===== Listed records
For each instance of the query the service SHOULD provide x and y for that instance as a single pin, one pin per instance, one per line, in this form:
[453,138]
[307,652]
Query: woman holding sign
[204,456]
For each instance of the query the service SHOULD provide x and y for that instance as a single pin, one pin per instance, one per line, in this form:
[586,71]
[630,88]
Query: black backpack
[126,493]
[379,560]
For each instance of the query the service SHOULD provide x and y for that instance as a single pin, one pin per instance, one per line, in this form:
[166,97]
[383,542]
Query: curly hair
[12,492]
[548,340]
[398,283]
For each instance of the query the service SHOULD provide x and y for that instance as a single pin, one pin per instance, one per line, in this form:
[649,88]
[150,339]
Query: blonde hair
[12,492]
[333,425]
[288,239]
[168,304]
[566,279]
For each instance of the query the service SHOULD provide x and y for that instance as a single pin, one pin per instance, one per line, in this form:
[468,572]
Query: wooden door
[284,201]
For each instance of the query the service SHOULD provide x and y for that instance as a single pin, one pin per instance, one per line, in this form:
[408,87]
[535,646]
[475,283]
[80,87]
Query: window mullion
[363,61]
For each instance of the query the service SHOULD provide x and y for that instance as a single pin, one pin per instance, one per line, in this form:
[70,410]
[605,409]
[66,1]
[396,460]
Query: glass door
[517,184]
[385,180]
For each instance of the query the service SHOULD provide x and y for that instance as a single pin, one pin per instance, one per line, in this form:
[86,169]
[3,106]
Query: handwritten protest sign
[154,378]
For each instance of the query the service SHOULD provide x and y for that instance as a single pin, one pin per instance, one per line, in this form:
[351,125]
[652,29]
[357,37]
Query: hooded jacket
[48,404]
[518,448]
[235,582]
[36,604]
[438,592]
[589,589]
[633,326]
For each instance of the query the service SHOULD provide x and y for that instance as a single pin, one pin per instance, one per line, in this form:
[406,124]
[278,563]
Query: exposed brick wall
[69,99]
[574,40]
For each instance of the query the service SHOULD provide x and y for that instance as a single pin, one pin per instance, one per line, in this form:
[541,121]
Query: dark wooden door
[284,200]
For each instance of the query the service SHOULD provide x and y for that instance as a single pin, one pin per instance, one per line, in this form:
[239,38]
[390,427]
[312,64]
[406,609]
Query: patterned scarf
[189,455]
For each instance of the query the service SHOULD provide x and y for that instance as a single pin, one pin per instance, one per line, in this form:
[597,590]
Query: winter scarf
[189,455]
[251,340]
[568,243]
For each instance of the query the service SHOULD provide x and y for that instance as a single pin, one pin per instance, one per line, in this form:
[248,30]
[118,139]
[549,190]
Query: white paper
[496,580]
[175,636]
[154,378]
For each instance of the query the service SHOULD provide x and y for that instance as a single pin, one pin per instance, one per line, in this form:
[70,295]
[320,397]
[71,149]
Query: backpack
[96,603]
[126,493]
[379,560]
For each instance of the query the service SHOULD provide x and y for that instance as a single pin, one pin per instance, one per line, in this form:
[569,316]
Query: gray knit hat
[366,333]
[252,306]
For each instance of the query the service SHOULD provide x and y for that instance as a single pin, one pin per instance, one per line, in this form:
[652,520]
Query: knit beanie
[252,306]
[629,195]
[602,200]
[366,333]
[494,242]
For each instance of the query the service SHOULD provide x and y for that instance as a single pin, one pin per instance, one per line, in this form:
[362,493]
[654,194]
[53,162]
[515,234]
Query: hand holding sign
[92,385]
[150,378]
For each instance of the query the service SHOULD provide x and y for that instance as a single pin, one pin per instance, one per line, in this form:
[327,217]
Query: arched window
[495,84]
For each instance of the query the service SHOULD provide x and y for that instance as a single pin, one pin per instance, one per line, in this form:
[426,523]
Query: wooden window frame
==========
Exercise:
Extract the listing in its entirety and repeat it exactly.

Correct output:
For each instance of the query the service SHOULD provide x and y for that instance as a single pin, one pin per instance, one per line, in this form:
[453,138]
[307,652]
Query: woman holding sign
[204,456]
For each instance of the query the service SHOULD provide x and y for that instance as a single pin, one pin per instance, one per line, in this form:
[586,71]
[630,88]
Query: black backpack
[126,493]
[379,560]
For each instance of the query the service SHOULD provide x and y for that instance as a single pin, one pin per instance, one per line, in this form:
[166,97]
[383,542]
Query: curly hair
[12,492]
[548,340]
[398,283]
For each instance of the query the service SHOULD provide x and y for that instance as a single pin, one pin per instance, one per line, in this form:
[649,88]
[150,339]
Query: blonde hair
[12,492]
[333,425]
[288,239]
[168,304]
[566,279]
For each instance of the query the service SHOULD provide x and y for that instance as a single pin, one pin per instance, one per line, in this form:
[468,572]
Query: wooden door
[284,201]
For each instance of the query the service SHOULD provide x and y for that instance as a single pin, one pin per instance, one per line, in this form:
[408,87]
[535,646]
[475,283]
[80,87]
Query: window mullion
[363,61]
For each instance of the query the service SHOULD provide x and y for that instance as a single pin, one pin per instance, one per line, in this form:
[70,410]
[605,409]
[66,1]
[396,460]
Query: glass door
[517,184]
[385,180]
For each instance of the query the service SHOULD provide x and y for that instance as a single pin, one pin per instance, one per line, in this form:
[86,169]
[3,106]
Query: handwritten protest sign
[154,378]
For each instance of the query the service SHOULD provide x and y for that instance as a single pin, one pin per instance, one per line, in this form:
[351,125]
[652,29]
[357,37]
Query: hooded jacket
[48,404]
[518,448]
[235,582]
[36,604]
[438,592]
[589,589]
[633,326]
For each instance of the query the service SHOULD provide x and y for that instance as a single pin, one pin per instance, one per line, in this form:
[406,124]
[278,563]
Query: exposed brick wall
[69,99]
[574,40]
For each instance of the query the service SHOULD provide x and y for that instance as a single pin, one pin per instance, one per line, in this form:
[541,121]
Query: dark wooden door
[284,200]
For each instance of the query the service SHOULD provide x and y for that instance as a single pin, one pin per instance, one per line, in this form:
[239,38]
[390,427]
[312,64]
[406,609]
Query: patterned scarf
[189,455]
For each instance of the query the service SHOULD provide x and y for that instance as a single pin, one pin per instance, one per line, in this form:
[597,590]
Query: winter scarf
[189,455]
[251,340]
[568,243]
For each instance of the query the service SHOULD provide x and y for that instance as a single pin, one pin per instance, one per line, in this form:
[248,30]
[118,139]
[549,190]
Query: white paper
[496,580]
[175,636]
[154,378]
For each instance of the query the service SHOULD provide x and y for that instance as a single pin, one pin per instance, one per line, in this form:
[70,295]
[320,397]
[71,149]
Query: backpack
[96,603]
[126,493]
[379,560]
For each instance of the query the service SHOULD provide x and y for that instance as a single pin, one pin per instance, one per line, in this form:
[569,316]
Query: gray knit hat
[366,333]
[252,306]
For each instance of the query the service SHOULD provide x and y for that instance as a single pin, one pin per instance, one per line, in this form:
[652,520]
Query: knit beanie
[252,306]
[629,195]
[602,200]
[366,333]
[494,242]
For each instance of the query the service SHOULD provide x and y for that instance as a single pin, one pin per instance, one per line, in this form:
[362,493]
[654,194]
[53,162]
[515,234]
Query: hand holding sign
[92,385]
[150,378]
For each instance of the query the service SHOULD provide x and y for that instance as a single pin, one pin per instance, one per line, in this form:
[327,217]
Query: arched window
[495,84]
For each instance of the query the service SHOULD provide x and y for that instance as a single pin, one pin per instance, one per line, in this form:
[426,523]
Query: wooden window frame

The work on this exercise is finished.